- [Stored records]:
------------

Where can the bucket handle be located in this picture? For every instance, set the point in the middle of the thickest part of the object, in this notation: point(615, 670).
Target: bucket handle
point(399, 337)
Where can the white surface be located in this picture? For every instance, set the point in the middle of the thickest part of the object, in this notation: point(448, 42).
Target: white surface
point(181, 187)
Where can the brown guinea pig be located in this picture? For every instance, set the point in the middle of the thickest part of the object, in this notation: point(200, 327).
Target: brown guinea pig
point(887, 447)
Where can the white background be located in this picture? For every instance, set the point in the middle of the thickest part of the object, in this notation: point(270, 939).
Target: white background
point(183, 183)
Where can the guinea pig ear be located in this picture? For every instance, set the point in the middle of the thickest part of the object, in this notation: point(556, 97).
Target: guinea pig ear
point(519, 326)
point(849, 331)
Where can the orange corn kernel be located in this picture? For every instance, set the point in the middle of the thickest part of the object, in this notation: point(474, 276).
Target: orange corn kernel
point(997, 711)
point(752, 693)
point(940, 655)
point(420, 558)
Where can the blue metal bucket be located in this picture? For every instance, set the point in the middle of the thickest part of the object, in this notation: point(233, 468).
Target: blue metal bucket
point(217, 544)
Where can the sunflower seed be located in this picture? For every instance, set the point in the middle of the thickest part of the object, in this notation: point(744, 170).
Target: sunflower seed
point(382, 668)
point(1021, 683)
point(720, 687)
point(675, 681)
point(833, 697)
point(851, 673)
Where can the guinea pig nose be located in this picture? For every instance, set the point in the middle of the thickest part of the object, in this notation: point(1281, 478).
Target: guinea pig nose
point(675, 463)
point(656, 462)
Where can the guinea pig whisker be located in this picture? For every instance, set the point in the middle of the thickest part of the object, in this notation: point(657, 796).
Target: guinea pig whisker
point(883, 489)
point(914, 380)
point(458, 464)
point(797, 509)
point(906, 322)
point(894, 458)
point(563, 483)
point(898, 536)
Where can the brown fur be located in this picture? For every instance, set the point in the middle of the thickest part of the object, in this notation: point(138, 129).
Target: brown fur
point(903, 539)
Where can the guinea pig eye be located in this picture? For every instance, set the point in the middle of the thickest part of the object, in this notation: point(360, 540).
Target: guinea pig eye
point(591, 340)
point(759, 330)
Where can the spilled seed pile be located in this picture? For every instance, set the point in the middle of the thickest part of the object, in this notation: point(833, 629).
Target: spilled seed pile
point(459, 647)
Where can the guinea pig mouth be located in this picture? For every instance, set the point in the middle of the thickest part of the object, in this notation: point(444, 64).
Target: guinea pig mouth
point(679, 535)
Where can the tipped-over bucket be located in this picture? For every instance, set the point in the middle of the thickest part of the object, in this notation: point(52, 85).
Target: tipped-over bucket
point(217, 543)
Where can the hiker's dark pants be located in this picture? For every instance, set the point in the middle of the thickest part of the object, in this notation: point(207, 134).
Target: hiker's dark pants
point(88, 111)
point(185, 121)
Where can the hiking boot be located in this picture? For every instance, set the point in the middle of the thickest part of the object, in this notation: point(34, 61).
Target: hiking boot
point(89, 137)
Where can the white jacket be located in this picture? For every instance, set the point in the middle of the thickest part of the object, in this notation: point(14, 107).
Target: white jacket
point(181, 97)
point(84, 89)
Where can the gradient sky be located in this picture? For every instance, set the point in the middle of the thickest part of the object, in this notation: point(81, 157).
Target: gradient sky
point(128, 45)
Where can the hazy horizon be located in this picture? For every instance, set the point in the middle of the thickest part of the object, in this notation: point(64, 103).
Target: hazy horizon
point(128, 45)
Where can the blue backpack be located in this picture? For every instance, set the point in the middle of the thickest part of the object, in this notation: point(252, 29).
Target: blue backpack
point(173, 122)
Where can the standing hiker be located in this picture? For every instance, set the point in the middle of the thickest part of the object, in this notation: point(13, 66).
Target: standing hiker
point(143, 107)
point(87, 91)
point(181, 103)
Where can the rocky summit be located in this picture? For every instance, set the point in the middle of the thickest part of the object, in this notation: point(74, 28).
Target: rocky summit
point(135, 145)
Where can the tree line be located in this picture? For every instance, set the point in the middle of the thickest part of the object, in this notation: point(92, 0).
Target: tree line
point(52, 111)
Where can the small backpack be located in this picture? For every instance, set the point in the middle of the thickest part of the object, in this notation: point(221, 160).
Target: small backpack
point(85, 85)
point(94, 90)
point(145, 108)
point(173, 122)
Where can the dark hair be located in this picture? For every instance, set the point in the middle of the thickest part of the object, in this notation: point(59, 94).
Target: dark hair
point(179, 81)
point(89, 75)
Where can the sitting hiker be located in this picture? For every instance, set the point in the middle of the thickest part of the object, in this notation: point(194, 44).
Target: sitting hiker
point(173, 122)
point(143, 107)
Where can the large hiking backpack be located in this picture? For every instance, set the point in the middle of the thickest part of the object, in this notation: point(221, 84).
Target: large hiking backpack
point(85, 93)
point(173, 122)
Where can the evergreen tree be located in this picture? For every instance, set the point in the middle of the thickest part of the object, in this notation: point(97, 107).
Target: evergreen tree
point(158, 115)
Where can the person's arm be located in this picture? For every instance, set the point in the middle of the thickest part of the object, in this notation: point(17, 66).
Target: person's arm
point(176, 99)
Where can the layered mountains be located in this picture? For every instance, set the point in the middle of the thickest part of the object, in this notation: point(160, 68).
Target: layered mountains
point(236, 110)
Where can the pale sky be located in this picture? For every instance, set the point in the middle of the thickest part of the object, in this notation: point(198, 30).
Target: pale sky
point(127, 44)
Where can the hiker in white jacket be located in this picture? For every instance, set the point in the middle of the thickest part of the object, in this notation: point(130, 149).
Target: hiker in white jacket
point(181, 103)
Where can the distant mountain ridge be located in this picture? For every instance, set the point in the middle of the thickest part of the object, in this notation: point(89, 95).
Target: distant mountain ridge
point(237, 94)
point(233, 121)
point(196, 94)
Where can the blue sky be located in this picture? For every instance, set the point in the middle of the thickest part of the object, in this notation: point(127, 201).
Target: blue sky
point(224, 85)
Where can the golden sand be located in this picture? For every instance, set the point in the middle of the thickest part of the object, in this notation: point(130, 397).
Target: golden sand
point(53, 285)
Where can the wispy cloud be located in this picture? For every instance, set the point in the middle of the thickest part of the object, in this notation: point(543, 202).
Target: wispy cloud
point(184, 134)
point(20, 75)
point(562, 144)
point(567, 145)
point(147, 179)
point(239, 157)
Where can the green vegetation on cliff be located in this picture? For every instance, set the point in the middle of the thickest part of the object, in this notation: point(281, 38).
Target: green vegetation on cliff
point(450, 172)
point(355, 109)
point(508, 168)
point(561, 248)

------------

- [Written request]:
Output the records above in their entirety, exactly.

- [Answer to the task]:
Where can the bucket handle be located in this picture? For every instance, set the point in the middle of the thickest part of the object, in this notation: point(615, 670).
Target: bucket handle
point(399, 337)
Where can the white surface be located in this picture? For every instance, set the point in the middle of the thickest part of the object, in this notation: point(448, 42).
Target: white surface
point(181, 187)
Where can the brown guinea pig be located in this picture? For every instance, set the point in the middle of the thickest part of the object, in this notation: point(200, 327).
Target: brown guinea pig
point(887, 447)
Where can the white background be located in this picture? For every instance, set the point in the middle of the thickest part of the object, in this notation: point(270, 939).
Target: white background
point(183, 183)
Where can the guinea pig ear be located in this picture? For every instance, set the point in the middle of the thickest part of the object, in this notation: point(556, 97).
Target: guinea pig ear
point(519, 326)
point(849, 331)
Where can the orange corn kernel be located in this picture? For every instance, set the point in the middle of the thickest part of the object, in this notation: point(474, 276).
Target: orange corn kernel
point(997, 711)
point(752, 693)
point(940, 655)
point(420, 558)
Where can the blue metal bucket be located in this picture? For every instance, set the point in the middle of the thickest part of the object, in this notation: point(233, 468).
Target: blue metal bucket
point(217, 544)
Where can the sunflower seed be located in this picture? For every instance, set the point in the middle of the thickest part of the object, in this notation: point(744, 170).
Target: sunflower seed
point(382, 668)
point(1021, 683)
point(720, 687)
point(675, 681)
point(833, 697)
point(851, 673)
Where can the guinea pig nose be located in this picture? For every instance, set the point in the middle of the thickest part of the object, in this notation: point(1281, 478).
Target: guinea pig nose
point(675, 463)
point(656, 462)
Where can the guinea pig whisker be located in this picture? For every instance, set the point in the middle of the thickest part of the object, in this notation: point(657, 796).
Target: guinea pig whisker
point(883, 489)
point(914, 380)
point(458, 464)
point(797, 509)
point(906, 322)
point(894, 458)
point(563, 483)
point(898, 536)
Where can the brown fur be located in this picture? For every instance, set the point in the middle of the thickest part of the object, in this notation: point(138, 129).
Target: brown fur
point(903, 539)
Where can the guinea pig eye be located in this picture? For every instance, set the point in the middle of the thickest part of the object, in this notation: point(360, 540).
Target: guinea pig eye
point(591, 340)
point(759, 330)
Where can the spilled seed pile be located in this picture? For every instance, set the point in the middle of the thickest part of the object, in this notation: point(833, 629).
Target: spilled seed pile
point(459, 647)
Where can the guinea pig mouth be located in this picture? For every instance, set the point in the middle of the thickest part of the object, in this notation: point(444, 64).
Target: guinea pig mouth
point(679, 535)
Where can the tipped-over bucket be located in this picture? For every instance, set the point in the middle of the thickest part of the object, in this notation: point(52, 85).
Target: tipped-over bucket
point(217, 543)
Where can the hiker's dark pants be located in this picture? For every instance, set the point in the middle of the thickest part of the object, in this notation: point(207, 134).
Target: hiker's dark pants
point(88, 111)
point(185, 121)
Where can the hiking boot be located in this picture? For every instance, set the point in the middle of the thickest part of the object, in this notation: point(34, 61).
Target: hiking boot
point(89, 137)
Where can the white jacket be located in this picture? For every instance, set the point in the middle of the thickest part of the object, in this notation: point(14, 107).
Target: white jacket
point(181, 97)
point(84, 89)
Where can the gradient sky be located in this picture? For every instance, set the point in the middle of the thickest part of the object, in this notation: point(81, 157).
Target: gradient sky
point(128, 45)
Where can the hazy horizon be located in this picture? For every instance, set the point in the middle of the thickest part of the object, in this notation: point(64, 103).
Target: hazy horizon
point(128, 45)
Where can the blue backpack be located in this picture? For every instance, set the point in the middle of the thickest part of the object, in this notation: point(252, 29).
Target: blue backpack
point(173, 122)
Where can the standing hiker be located in this picture? For every instance, set the point in the middle of the thickest part of the object, in this notation: point(13, 66).
Target: standing hiker
point(143, 107)
point(87, 91)
point(181, 103)
Where can the rocky summit be located in this picture? For every instance, set the point in the middle of the thickest part of the object, in this notation: point(74, 28).
Target: rocky summit
point(135, 145)
Where can the tree line be located in this picture? For every instance, set the point in the middle of the thickest part of the object, in this notation: point(92, 0).
Target: tree line
point(52, 111)
Where can the small backpack be located in this picture? For every instance, set the point in the middle of the thickest part of the object, in this notation: point(221, 160).
Target: small backpack
point(85, 85)
point(94, 90)
point(145, 108)
point(173, 122)
Where can the dark hair be located in this picture? For every instance, set the point in the middle of the thickest part of the object, in this notation: point(59, 94).
Target: dark hair
point(179, 81)
point(89, 75)
Where can the sitting hiker be located in this picture? For every instance, set the point in the middle of the thickest part of the object, in this notation: point(194, 44).
Target: sitting hiker
point(173, 122)
point(143, 107)
Where can the large hiking backpack be located in this picture? For every instance, set the point in the middle of the thickest part of the object, in this notation: point(221, 84).
Target: large hiking backpack
point(85, 93)
point(173, 122)
Where can the evergreen tree be located in this picture? For every instance, set the point in the middle of the thickest part of the object, in this notation: point(97, 107).
Target: evergreen tree
point(158, 115)
Where can the person's arm be located in this picture? For every instance, set the point in the middle of the thickest part of the object, in this notation: point(17, 66).
Target: person's arm
point(176, 99)
Where can the layered mountains be located in this picture? For every instance, set the point in the middle of the thickest part of the object, in this notation: point(160, 68).
Target: layered mountains
point(236, 110)
Where can the pale sky be located in this picture? For every instance, set the point in the middle of the thickest part of the object, in this notation: point(198, 30).
Target: pale sky
point(127, 44)
Where can the hiker in white jacket be located in this picture? For every instance, set the point in the middle of the thickest part of the object, in this notation: point(130, 149).
Target: hiker in white jacket
point(181, 103)
Where can the distant mountain ridge be located in this picture? For every instance, set the point in the middle of the thickest part of the object, in this notation: point(89, 95).
Target: distant mountain ridge
point(237, 94)
point(233, 121)
point(196, 94)
Where can the blue sky be located in this picture? For every instance, set the point in the middle of the thickest part of the object, in this notation: point(127, 201).
Target: blue sky
point(224, 85)
Where can the golden sand be located in this picture? For every instance, set the point in the middle of the thickest part of the object, in this notation: point(130, 397).
Target: golden sand
point(53, 285)
Where can the wispy cloud be located in this picture? For every instance, set the point in the middle of the thickest part of the object, in this notation: point(543, 202).
Target: wispy cloud
point(184, 134)
point(20, 75)
point(562, 144)
point(567, 145)
point(147, 179)
point(239, 157)
Where can the green vegetation on cliff be located in this picture? For every instance, set the point in the middle of the thickest part of the object, in this notation: point(281, 38).
Target: green vegetation on cliff
point(450, 172)
point(355, 109)
point(508, 168)
point(561, 248)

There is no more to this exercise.